▶ **Task requirements**
Reproduce the listing that follows with no differences at all.

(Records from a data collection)
"""
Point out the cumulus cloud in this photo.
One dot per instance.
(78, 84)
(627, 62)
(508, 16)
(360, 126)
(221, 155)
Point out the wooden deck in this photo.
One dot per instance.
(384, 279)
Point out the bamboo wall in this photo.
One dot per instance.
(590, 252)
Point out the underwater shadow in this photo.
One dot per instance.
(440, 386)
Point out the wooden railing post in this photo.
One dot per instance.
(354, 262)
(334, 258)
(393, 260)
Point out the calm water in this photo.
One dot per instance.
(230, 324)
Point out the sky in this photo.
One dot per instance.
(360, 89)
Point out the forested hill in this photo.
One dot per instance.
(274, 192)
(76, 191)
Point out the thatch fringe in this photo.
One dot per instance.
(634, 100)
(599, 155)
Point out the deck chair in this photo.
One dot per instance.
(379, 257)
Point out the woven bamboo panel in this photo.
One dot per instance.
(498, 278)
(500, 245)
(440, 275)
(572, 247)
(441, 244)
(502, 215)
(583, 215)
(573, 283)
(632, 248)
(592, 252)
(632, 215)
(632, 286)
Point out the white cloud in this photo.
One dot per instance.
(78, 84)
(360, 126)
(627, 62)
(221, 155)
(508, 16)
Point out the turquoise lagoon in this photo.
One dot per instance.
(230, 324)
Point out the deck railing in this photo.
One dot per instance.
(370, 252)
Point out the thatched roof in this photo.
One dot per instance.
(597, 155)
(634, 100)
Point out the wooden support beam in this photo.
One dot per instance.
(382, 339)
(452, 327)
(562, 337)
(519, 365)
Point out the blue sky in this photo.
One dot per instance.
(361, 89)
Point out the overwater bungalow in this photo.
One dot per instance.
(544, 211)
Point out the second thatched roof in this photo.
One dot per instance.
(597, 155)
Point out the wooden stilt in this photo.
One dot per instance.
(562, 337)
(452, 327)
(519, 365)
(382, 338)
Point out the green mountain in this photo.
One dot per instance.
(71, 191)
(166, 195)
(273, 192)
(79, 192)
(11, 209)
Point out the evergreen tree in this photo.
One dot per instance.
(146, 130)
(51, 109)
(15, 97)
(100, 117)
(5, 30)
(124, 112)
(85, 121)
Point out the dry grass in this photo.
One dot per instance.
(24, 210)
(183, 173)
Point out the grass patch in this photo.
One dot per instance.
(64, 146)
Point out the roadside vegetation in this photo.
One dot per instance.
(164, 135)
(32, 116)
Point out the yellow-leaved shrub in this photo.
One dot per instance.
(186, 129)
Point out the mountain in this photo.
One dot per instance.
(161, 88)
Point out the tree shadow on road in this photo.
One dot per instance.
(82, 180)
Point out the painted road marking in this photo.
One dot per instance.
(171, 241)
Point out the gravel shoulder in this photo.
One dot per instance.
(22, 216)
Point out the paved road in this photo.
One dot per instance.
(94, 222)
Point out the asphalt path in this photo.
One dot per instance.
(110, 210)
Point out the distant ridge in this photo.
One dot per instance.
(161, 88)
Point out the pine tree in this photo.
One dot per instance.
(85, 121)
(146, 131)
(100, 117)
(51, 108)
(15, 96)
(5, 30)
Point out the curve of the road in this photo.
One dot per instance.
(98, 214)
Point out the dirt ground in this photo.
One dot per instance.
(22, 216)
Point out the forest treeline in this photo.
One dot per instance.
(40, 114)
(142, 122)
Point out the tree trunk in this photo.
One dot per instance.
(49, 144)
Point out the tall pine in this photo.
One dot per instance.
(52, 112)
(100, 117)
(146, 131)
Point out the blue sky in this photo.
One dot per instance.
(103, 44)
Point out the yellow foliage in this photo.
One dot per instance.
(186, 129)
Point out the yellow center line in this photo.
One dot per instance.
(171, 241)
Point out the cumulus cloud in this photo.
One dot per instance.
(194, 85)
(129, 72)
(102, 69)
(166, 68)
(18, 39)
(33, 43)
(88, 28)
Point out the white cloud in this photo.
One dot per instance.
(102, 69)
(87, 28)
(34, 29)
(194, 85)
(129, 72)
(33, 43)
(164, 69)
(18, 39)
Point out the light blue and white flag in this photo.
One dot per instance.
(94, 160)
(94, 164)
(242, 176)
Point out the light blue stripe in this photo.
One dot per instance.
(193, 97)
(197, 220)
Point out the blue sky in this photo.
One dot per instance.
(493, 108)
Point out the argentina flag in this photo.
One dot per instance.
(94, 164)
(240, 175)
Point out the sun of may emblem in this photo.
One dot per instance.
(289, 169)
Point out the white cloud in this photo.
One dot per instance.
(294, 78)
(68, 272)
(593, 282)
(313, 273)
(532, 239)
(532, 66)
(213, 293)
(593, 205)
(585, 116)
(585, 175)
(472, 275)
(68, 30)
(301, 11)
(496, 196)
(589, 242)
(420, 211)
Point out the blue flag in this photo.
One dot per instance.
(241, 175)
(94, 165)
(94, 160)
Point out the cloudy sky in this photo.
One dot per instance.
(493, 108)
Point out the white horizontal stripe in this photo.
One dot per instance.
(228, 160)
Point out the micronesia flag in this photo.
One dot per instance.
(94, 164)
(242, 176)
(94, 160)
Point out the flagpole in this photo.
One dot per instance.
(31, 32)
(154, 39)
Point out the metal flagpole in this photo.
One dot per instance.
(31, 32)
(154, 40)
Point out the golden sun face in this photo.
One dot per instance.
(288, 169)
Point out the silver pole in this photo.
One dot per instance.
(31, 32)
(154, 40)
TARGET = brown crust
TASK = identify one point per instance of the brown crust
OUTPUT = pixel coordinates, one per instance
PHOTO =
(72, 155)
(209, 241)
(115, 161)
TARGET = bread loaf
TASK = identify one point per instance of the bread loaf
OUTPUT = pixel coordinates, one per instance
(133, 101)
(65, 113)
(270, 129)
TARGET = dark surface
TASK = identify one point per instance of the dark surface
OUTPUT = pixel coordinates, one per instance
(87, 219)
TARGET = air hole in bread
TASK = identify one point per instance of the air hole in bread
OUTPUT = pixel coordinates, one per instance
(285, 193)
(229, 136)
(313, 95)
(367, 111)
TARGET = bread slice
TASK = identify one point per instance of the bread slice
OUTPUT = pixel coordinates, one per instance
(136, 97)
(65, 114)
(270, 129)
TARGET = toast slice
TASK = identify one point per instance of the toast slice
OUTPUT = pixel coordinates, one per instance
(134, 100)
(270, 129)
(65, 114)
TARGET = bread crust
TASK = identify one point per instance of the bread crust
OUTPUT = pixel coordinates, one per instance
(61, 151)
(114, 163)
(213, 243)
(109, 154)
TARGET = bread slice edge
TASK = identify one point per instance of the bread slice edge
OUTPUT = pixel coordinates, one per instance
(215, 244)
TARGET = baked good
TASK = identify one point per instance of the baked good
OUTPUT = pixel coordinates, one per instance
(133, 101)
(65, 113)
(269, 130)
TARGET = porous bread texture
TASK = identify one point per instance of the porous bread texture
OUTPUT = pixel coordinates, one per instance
"""
▶ **Result**
Point out the cumulus cloud in this photo.
One dot per instance.
(78, 84)
(627, 62)
(508, 16)
(360, 126)
(221, 155)
Point out the wooden deck in this photo.
One dot per instance.
(384, 279)
Point out the bamboo wall in this photo.
One dot per instance.
(590, 252)
Point out the underwater shadow in this photo.
One dot per instance.
(440, 386)
Point out the wooden railing post in this photo.
One dot per instance.
(354, 262)
(334, 258)
(393, 260)
Point out the calm water in this photo.
One dot per instance.
(230, 324)
Point out the sky in this photo.
One dot per instance.
(360, 89)
Point out the forested hill in this photo.
One dot per instance.
(274, 192)
(76, 191)
Point out the thatch fringe in this photo.
One dot per instance.
(634, 100)
(599, 155)
Point out the deck chair in this photo.
One dot per instance.
(379, 257)
Point out the woven bamboo panel in this photo.
One dot per instance.
(498, 278)
(500, 245)
(440, 275)
(572, 247)
(441, 244)
(502, 215)
(583, 215)
(573, 283)
(632, 248)
(592, 252)
(632, 215)
(632, 286)
Point out the white cloud in this photo.
One dot per instance.
(78, 84)
(360, 126)
(627, 62)
(221, 155)
(508, 16)
Point out the turquoise lagoon in this photo.
One dot per instance.
(230, 324)
Point out the deck railing in this photo.
One dot per instance.
(370, 252)
Point out the thatched roof in this photo.
One dot per instance.
(597, 155)
(634, 100)
Point out the wooden support beam in this photo.
One dot per instance.
(382, 339)
(452, 327)
(562, 337)
(519, 365)
Point out the blue sky in this photo.
One dot per instance.
(361, 89)
Point out the overwater bungalow in this photo.
One dot per instance.
(544, 211)
Point out the second thatched roof in this photo.
One dot per instance.
(597, 155)
Point out the wooden stilt in this photo.
One dot per instance.
(562, 337)
(452, 327)
(519, 365)
(382, 338)
Point out the green mountain in this photo.
One dot per instance.
(71, 191)
(166, 195)
(273, 192)
(79, 192)
(11, 209)
Point out the evergreen tree in this photo.
One dot per instance.
(146, 130)
(51, 109)
(15, 97)
(100, 117)
(5, 30)
(124, 112)
(85, 121)
Point out the dry grass in this photo.
One dot per instance.
(24, 210)
(183, 173)
Point out the grass patch in this photo.
One dot per instance.
(64, 146)
Point out the roadside vegetation in this photo.
One dot per instance.
(164, 135)
(32, 116)
Point out the yellow-leaved shrub in this photo.
One dot per instance.
(186, 129)
Point out the mountain in this photo.
One dot per instance.
(161, 88)
Point out the tree shadow on road in this photo.
One dot per instance.
(82, 180)
Point out the painted road marking in this photo.
One dot per instance.
(171, 241)
Point out the gravel shoulder in this photo.
One dot per instance.
(22, 216)
Point out the paved road in this photo.
One dot per instance.
(94, 222)
Point out the asphalt path in this photo.
One dot per instance.
(110, 210)
Point out the distant ridge in this photo.
One dot per instance.
(161, 88)
Point out the pine tree in this photo.
One dot per instance.
(85, 121)
(146, 131)
(100, 117)
(51, 108)
(15, 96)
(5, 30)
Point out the curve of the road in this photo.
One dot per instance.
(98, 214)
Point out the dirt ground in this photo.
One dot per instance.
(22, 216)
Point out the forest treeline in this photo.
One dot per instance.
(40, 114)
(142, 122)
Point out the tree trunk in this photo.
One dot per instance.
(49, 144)
Point out the tall pine in this photo.
One dot per instance.
(52, 112)
(100, 117)
(146, 131)
Point out the blue sky in this photo.
One dot per instance.
(103, 44)
Point out the yellow foliage in this photo.
One dot per instance.
(186, 129)
Point out the yellow center line in this photo.
One dot per instance.
(171, 241)
Point out the cumulus cloud in this photo.
One dot per instance.
(194, 85)
(129, 72)
(102, 69)
(166, 68)
(18, 39)
(33, 43)
(88, 28)
Point out the white cloud in this photo.
One dot per instance.
(102, 69)
(87, 28)
(34, 29)
(194, 85)
(129, 72)
(33, 43)
(164, 69)
(18, 39)
Point out the light blue and white flag in this photo.
One dot per instance.
(94, 160)
(94, 164)
(242, 176)
Point out the light blue stripe in this photo.
One dot per instance.
(193, 97)
(197, 220)
Point out the blue sky in this photo.
One dot per instance.
(493, 108)
Point out the argentina flag in this photo.
One dot per instance.
(94, 164)
(240, 175)
Point out the sun of may emblem in this photo.
One dot per instance.
(289, 169)
Point out the white cloud in this photo.
One dot per instance.
(294, 78)
(68, 272)
(593, 282)
(313, 273)
(532, 239)
(532, 66)
(213, 293)
(593, 205)
(585, 116)
(585, 175)
(472, 275)
(68, 30)
(301, 11)
(496, 196)
(589, 242)
(420, 211)
Point out the blue flag in this photo.
One dot per instance.
(241, 175)
(94, 165)
(94, 160)
Point out the cloudy sky in this photo.
One dot per instance.
(493, 108)
Point out the white horizontal stripe in this photo.
One dot per instance.
(228, 160)
Point out the micronesia flag in this photo.
One dot per instance.
(94, 164)
(242, 176)
(94, 160)
Point out the flagpole in this photo.
One dot per instance.
(31, 32)
(154, 39)
Point out the metal flagpole in this photo.
One dot per instance.
(31, 32)
(154, 40)
Point out the golden sun face in this photo.
One dot per instance.
(288, 169)
Point out the silver pole in this photo.
One dot per instance.
(31, 32)
(154, 40)
TARGET = brown crust
TASK = identify one point per instance of the brown crust
OUTPUT = pixel coordinates, one per instance
PHOTO =
(72, 155)
(209, 241)
(115, 161)
TARGET = bread loaf
TASK = identify one point per instance of the bread loaf
OUTPUT = pixel coordinates, one per instance
(133, 101)
(65, 113)
(270, 129)
TARGET = dark surface
TASK = identify one point per instance of the dark surface
OUTPUT = pixel coordinates, one per instance
(87, 219)
TARGET = air hole in bread
TASK = identify one point per instance of the air hole in bread
OUTPUT = pixel coordinates, one per instance
(285, 193)
(229, 136)
(313, 95)
(367, 111)
TARGET = bread slice
TASK = identify one point per instance of the bread slice
OUTPUT = pixel coordinates, one per instance
(136, 97)
(65, 114)
(270, 129)
TARGET = toast slice
TASK = identify one point per instance of the toast slice
OUTPUT = pixel coordinates, one per instance
(134, 100)
(270, 129)
(65, 114)
TARGET = bread crust
TASK = identify one point per instance of the bread crust
OUTPUT = pixel coordinates, one per instance
(61, 151)
(114, 163)
(213, 243)
(109, 154)
TARGET = bread slice edge
TASK = identify one point per instance of the bread slice edge
OUTPUT = pixel coordinates, one per instance
(215, 244)
TARGET = baked good
TASK = identify one point per instance of the baked good
OUTPUT = pixel coordinates, one per instance
(133, 101)
(65, 113)
(269, 130)
TARGET = porous bread texture
TASK = identify one point per instance of the porous bread texture
OUTPUT = pixel coordinates, one per instance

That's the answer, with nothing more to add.